How many lines in the records below contain the string "antler"? Give only the number.

** Begin ENTRIES PROVIDED **

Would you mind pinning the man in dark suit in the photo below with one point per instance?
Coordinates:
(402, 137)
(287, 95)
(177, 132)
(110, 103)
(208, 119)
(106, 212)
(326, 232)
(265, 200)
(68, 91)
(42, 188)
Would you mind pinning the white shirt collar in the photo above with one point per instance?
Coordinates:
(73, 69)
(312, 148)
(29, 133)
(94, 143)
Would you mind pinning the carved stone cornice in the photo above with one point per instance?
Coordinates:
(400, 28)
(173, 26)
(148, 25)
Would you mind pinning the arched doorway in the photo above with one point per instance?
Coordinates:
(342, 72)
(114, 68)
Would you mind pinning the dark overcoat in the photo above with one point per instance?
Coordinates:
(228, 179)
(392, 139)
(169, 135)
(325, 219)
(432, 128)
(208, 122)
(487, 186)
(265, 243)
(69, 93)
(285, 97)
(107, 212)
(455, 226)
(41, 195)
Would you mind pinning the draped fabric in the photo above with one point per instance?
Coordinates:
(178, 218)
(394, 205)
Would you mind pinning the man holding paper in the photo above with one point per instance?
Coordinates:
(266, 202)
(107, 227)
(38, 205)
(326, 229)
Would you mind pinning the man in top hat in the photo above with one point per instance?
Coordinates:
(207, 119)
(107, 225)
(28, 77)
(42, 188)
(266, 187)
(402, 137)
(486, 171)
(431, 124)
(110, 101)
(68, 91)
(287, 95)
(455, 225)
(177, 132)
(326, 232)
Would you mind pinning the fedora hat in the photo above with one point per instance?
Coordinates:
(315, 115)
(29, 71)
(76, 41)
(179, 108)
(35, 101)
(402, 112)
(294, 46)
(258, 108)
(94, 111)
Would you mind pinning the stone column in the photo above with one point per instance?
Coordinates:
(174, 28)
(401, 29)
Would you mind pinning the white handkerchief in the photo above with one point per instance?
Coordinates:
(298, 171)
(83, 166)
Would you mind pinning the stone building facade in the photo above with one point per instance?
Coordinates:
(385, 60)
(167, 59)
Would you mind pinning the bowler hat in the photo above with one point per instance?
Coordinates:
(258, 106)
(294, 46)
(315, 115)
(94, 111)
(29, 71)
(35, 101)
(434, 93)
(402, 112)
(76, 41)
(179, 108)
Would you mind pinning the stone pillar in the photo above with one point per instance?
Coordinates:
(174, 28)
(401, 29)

** End ENTRIES PROVIDED **
** Begin ENTRIES PROVIDED **

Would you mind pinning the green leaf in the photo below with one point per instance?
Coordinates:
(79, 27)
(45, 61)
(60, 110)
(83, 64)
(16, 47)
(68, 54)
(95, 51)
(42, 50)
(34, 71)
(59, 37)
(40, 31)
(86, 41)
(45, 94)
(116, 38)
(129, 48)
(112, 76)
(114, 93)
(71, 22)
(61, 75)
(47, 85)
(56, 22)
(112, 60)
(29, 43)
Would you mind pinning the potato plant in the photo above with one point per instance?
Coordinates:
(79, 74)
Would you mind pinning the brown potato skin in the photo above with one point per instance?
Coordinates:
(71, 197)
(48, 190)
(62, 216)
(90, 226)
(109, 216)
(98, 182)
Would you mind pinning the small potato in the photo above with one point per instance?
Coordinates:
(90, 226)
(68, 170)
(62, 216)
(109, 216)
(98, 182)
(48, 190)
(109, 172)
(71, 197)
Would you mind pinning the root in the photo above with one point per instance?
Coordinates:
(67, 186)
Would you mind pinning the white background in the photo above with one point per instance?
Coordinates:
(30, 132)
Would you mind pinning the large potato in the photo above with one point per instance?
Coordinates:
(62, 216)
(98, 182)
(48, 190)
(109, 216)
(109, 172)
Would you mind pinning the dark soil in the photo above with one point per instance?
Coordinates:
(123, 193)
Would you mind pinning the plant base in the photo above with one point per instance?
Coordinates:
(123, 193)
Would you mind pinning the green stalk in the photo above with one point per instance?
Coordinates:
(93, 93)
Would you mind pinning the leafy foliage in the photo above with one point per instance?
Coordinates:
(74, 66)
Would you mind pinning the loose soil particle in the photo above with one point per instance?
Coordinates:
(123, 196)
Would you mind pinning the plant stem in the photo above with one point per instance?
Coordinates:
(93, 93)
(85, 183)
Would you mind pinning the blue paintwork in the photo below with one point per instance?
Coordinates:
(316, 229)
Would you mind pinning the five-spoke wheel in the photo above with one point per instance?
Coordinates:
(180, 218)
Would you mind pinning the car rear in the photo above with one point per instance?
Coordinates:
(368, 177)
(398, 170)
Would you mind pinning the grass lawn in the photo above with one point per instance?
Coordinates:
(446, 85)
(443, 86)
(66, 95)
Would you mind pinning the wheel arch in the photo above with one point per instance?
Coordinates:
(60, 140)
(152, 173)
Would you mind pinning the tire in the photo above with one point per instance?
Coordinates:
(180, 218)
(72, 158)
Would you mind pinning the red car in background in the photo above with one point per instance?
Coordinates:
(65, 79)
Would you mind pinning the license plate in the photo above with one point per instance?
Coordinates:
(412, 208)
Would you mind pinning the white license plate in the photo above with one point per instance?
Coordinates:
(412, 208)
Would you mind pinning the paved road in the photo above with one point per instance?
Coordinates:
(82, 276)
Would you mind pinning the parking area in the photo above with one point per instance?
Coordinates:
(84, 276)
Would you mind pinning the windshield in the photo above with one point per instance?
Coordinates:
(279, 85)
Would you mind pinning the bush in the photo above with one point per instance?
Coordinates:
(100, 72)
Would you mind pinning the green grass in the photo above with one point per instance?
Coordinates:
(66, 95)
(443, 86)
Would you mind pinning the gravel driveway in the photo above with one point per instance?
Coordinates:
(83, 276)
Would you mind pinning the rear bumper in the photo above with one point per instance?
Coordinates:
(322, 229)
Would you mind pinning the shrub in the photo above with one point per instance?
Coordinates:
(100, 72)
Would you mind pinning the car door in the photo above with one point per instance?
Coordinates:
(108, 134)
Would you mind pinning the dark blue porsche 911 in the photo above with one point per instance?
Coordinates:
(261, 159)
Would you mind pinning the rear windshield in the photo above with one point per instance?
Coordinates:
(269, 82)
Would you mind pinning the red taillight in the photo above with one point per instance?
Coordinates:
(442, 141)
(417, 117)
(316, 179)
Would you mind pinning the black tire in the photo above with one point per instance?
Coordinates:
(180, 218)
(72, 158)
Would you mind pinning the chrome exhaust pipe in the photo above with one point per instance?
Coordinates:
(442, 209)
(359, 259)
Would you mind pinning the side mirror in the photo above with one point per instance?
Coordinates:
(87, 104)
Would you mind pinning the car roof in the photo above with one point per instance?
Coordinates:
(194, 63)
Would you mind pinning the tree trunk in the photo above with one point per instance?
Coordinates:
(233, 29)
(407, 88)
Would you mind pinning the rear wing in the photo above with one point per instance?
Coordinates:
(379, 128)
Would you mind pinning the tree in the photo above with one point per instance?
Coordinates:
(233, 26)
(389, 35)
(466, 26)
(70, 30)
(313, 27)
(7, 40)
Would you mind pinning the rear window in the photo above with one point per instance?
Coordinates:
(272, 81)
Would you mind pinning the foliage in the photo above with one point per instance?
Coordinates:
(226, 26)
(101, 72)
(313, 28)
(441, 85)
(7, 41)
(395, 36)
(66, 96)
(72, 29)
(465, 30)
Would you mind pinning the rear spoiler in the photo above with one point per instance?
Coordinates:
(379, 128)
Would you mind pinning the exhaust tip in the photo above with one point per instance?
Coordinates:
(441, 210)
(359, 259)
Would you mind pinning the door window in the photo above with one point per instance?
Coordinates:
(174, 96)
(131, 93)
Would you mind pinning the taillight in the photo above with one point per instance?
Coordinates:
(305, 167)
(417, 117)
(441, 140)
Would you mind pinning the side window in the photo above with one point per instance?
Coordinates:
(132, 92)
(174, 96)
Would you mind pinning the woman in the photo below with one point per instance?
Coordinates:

** End ENTRIES PROVIDED **
** Begin ENTRIES PROVIDED **

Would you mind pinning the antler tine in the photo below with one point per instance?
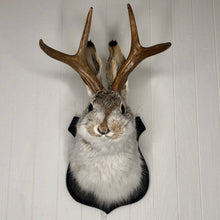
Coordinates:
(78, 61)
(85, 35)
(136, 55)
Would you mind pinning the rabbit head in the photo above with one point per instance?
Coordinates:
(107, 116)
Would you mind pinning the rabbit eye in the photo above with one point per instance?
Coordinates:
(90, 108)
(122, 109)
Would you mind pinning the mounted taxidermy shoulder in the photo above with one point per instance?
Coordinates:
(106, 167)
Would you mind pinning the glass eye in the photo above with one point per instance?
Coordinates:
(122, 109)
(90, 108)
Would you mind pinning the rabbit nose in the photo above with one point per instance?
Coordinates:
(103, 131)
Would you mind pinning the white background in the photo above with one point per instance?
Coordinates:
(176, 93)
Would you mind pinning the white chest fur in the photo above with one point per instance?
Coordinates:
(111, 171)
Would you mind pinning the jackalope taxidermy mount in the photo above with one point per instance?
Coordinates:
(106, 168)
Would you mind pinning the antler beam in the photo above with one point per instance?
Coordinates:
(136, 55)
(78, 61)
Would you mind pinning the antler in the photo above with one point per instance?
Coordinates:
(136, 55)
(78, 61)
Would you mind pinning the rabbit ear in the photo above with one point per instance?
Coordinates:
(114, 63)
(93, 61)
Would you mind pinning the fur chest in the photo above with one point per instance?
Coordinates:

** End ENTRIES PROVIDED **

RESPONSE
3